DIRECTIONS =
Update the items from the line containing "like x=360 y=9." through the end of the items, replacing "safety vest" with "reflective vest" and keeping everything else the same.

- - -

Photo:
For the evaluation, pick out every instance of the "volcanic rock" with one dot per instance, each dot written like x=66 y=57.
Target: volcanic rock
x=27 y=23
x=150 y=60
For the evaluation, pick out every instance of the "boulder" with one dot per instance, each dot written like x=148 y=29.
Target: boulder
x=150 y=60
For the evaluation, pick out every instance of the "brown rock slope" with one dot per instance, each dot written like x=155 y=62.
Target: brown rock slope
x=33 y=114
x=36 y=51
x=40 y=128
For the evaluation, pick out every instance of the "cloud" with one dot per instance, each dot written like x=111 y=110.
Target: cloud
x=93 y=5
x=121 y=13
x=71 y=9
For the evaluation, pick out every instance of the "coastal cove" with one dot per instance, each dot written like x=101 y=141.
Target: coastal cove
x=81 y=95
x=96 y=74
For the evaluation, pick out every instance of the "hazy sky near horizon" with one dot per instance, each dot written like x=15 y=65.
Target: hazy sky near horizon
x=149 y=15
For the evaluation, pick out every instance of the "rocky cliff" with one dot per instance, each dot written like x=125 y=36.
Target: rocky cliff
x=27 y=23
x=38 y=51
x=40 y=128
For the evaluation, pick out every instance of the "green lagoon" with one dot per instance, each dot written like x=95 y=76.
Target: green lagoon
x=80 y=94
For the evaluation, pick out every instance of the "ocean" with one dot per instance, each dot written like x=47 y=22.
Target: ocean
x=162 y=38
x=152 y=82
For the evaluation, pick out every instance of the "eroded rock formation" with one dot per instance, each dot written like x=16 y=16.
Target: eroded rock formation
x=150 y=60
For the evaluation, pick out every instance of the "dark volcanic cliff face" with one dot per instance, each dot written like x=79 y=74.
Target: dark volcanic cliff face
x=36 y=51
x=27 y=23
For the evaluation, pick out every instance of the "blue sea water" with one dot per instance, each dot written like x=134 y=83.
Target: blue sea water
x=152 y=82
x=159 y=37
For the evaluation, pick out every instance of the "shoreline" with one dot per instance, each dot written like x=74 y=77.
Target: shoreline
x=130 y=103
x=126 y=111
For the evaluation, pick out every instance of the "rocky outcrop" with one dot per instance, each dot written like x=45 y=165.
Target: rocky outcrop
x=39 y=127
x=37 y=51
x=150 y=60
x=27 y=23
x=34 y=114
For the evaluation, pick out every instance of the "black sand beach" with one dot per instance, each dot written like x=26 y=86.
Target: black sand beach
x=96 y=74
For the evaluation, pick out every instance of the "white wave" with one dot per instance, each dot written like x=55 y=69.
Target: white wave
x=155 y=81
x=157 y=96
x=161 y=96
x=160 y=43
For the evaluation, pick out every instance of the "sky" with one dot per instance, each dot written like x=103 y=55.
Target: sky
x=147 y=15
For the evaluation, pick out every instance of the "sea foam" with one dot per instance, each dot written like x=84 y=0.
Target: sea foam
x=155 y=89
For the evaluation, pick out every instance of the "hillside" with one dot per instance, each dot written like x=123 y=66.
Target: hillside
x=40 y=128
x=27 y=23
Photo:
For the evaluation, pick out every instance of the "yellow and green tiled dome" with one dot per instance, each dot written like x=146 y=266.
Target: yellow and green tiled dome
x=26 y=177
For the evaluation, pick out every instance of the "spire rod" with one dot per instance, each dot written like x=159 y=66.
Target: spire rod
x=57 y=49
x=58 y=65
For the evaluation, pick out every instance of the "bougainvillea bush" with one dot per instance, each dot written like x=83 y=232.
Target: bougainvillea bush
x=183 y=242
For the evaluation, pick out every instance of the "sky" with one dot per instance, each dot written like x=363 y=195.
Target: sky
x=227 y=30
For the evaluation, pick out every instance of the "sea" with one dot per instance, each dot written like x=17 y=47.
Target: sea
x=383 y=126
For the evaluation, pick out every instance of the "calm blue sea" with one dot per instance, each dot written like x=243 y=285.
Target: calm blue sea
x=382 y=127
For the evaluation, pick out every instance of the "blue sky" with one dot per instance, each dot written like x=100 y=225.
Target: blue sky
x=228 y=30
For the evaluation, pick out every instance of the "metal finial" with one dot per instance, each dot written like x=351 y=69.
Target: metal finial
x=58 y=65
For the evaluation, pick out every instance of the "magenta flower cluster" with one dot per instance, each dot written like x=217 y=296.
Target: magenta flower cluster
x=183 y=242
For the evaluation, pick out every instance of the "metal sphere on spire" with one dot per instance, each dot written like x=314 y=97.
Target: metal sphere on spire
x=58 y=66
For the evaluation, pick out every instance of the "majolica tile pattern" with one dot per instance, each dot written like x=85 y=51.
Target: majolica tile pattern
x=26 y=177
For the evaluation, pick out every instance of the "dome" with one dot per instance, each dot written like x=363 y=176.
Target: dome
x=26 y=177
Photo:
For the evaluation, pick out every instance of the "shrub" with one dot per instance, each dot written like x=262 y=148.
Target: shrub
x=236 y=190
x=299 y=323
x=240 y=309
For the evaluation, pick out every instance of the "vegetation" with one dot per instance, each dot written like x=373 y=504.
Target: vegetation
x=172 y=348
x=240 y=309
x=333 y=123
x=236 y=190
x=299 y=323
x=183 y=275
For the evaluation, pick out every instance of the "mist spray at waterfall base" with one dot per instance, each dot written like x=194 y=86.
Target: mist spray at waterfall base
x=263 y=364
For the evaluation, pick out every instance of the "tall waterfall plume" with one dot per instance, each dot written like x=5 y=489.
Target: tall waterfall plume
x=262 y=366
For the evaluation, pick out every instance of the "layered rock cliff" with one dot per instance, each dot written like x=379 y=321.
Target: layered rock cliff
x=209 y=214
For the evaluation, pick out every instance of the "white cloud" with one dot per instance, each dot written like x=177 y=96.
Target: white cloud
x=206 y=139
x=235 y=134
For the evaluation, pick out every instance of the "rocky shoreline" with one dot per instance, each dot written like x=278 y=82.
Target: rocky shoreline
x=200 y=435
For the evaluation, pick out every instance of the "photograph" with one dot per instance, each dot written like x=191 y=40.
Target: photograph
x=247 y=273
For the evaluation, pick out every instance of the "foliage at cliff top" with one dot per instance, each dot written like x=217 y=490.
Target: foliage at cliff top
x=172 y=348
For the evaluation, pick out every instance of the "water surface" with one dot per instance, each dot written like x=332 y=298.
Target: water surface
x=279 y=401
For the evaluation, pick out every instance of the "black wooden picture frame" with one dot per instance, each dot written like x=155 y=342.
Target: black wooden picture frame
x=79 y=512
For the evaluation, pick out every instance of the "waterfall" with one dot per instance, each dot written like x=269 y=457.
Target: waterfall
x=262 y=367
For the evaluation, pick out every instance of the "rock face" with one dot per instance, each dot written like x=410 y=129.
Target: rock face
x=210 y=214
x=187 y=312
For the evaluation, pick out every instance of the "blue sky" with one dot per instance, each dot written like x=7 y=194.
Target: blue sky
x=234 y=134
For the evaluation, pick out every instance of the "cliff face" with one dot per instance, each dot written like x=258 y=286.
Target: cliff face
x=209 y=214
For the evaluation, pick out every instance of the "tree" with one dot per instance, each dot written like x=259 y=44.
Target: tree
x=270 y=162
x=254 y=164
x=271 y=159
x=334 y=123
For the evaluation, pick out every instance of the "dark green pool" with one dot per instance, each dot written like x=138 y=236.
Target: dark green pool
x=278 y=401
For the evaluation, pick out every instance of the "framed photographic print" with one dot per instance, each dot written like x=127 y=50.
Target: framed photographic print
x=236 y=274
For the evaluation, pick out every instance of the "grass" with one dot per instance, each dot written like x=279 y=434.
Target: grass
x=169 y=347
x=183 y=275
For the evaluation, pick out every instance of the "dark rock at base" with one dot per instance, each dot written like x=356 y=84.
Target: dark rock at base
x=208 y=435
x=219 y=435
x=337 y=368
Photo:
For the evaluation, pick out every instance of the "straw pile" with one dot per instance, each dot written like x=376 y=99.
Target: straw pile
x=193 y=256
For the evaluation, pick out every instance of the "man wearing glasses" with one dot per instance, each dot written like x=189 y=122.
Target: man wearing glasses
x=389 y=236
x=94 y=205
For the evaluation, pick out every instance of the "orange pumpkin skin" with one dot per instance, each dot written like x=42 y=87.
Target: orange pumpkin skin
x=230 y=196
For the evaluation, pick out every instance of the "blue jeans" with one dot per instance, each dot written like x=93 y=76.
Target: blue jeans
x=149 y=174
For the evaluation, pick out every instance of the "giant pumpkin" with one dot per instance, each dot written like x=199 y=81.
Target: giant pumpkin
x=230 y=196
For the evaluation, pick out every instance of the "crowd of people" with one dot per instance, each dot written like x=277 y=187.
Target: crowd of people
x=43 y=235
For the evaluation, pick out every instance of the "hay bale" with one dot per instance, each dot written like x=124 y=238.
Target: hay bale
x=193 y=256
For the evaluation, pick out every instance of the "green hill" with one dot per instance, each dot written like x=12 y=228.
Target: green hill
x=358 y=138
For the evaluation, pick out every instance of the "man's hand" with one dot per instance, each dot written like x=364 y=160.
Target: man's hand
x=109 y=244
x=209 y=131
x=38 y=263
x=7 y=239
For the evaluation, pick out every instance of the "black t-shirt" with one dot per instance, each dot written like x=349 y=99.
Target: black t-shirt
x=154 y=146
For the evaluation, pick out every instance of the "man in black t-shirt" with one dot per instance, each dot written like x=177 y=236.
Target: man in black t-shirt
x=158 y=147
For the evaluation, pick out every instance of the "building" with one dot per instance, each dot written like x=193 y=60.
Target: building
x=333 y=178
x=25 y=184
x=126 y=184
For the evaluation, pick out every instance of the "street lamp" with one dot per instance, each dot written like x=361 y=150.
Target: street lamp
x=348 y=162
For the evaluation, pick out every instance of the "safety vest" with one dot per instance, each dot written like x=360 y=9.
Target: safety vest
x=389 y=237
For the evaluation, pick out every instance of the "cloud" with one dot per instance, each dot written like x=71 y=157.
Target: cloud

- - -

WRITTEN REPLY =
For the evaluation, pick out every instance of the "reflective vest" with one dot per instance, each dot written like x=360 y=9.
Target: reflective vest
x=389 y=237
For the evaluation, pick out every instance of the "cloud" with one dot per instance, each dot written like x=71 y=157.
Target: cloud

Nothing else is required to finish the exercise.